I’m not a comic books nor a superhero fan. It’s one of the movie “genres” that I ignore. It’s just not my taste. I used to think that it can be pretty formulaic most of the times with the dude-gets-superpowers-and-decides-to-start-fighting-crimes-with-final-boss-battle-at-the-end. I’m aware though of how passionate comic book fans can be when it comes to this. I believe as of right now, the Marvel versus DC war is still ongoing out there in the comments section of YouTube movie trailers, debating on which cinematic universe makes more sense or which superhero movie adaptation is still the best. I usually avoid them, but it can be pretty amusing.

Besides, I don’t know my comic book stuff. I didn’t even know that there’s a whole different bunch of superheroes besides Superman, Batman, and Wonder Woman, and that there’s in fact another team of meta-humans (or in this case, mutants?) called The Avengers. Spiderman is probably the only other superhero I knew. Even then he’s never been invited to avenge with them. Blame my parents for introducing me only to the DC superheroes as I grew up. It was only recently as the movies came out that I learned the existence of Thor, Captain America, and the others.

My Mom though is a big fan of Wonder Woman since Lynda Carter days. I watched some of the re-run episodes from childhood. I don’t remember much though. I would watch them with her sometimes but I never understood it nor enjoyed it. But I do know how Mom loves it so much. Wonder Woman is her all-time favorite superhero. So when I heard that the 2017 movie is coming out, I just knew I had to bring her and my sisters to the cinema.

At first, she was skeptical about the new Wonder Woman. She watched the series when she was still young. She had high expectations, set by her memories of the first adaptation. But she was still, of course, delighted and excited about finally having a live-action film about her beloved superhero after so many years. Spoiler Alert: She loved it! We all did. Now, here’s my honest thoughts about the movie, coming from a non-fan who fell in love all of a sudden with a superhero for the first time in her life. Just to be clear, I’m not an expert in comic books nor movies, but here’s just what I think.

Before you proceed, know that there might be spoilers, but I’ll try not to give away too much details. So if you’re planning to watch the movie and don’t want to ruin the story, best try not to continue reading.

The Good:

Story

It was well-written, very cohesive, and solid overall. As someone who doesn’t know about the origins of Wonder Woman or Diana, I didn’t know what to expect, but what I learned about her, I loved. The story started by introducing her mythical origins. I keep seeing parallels with the Christian theology–mostly the Fall of Lucifer–even though her story is very much based on the Greek mythology and features the Greek God of War, Ares. That made it easier for me to get into the story because I connected immediately (Catholic here).

EXERCISE TASKS
a: Transcribe the stretch of the Wonder Woman review from "I’m not a comic" through "be pretty amusing.".
b: Pick up the Wonder Woman review after its final sentence and keep writing it.

DATASET CONTENT
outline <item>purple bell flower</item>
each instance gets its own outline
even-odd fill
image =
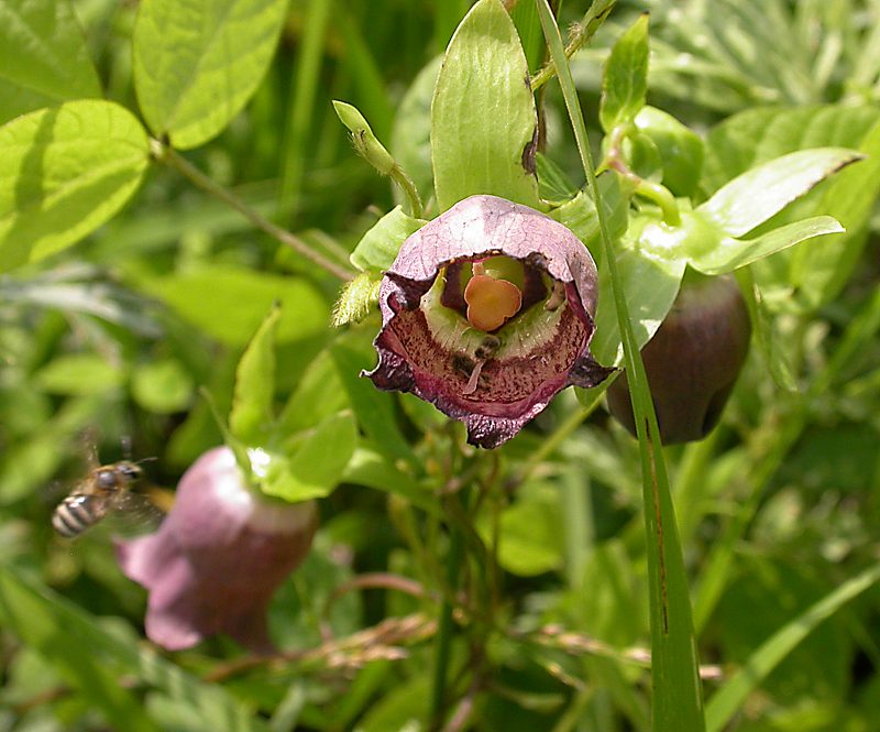
[[[180,479],[160,529],[117,547],[122,571],[150,591],[147,637],[178,651],[226,633],[270,653],[268,603],[317,526],[314,501],[265,498],[245,484],[232,450],[209,450]]]
[[[410,236],[380,288],[383,390],[411,392],[497,447],[565,386],[595,386],[598,277],[564,226],[495,196],[472,196]]]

THE ANSWERS
a:
I’m not a comic books nor a superhero fan. It’s one of the movie “genres” that I ignore. It’s just not my taste. I used to think that it can be pretty formulaic most of the times with the dude-gets-superpowers-and-decides-to-start-fighting-crimes-with-final-boss-battle-at-the-end. I’m aware though of how passionate comic book fans can be when it comes to this. I believe as of right now, the Marvel versus DC war is still ongoing out there in the comments section of YouTube movie trailers, debating on which cinematic universe makes more sense or which superhero movie adaptation is still the best. I usually avoid them, but it can be pretty amusing.

b:
The best thing about the story though is the seamless transition between the mythological exposition and the World War I setting. I love how the plot didn’t only show us how Wonder Woman came to be, but also how she grew as a person. It wasn’t just a story of someone finding out that she can be a superhero and fight the bad guys. Typical origin story. There were no “bad guys” here. Or at least, the real villains weren’t the expected bad guys. It was war itself. This is the story of a woman who learned that human morality isn’t as clear as black and white, and that the war will not stop by simply killing one boss villain. She learns that being a savior is more about fighting for what you believe in and less about defeating the bad guys and rid the world of all evil. ‘Cause no one really is purely evil nor good. It’s all a blur of in-between. But the movie was still hopeful about humanity.

Characters

Great casting, great chemistry! Gal Gadot was amazing, Chris Pine was perfect. I can’t imagine anyone else for the roles of Diana and Steve.

Two things this movie can boast are the character development, especially of the movie’s superhero, and the perfect balance between her and her love interest—who was just more than a love interest.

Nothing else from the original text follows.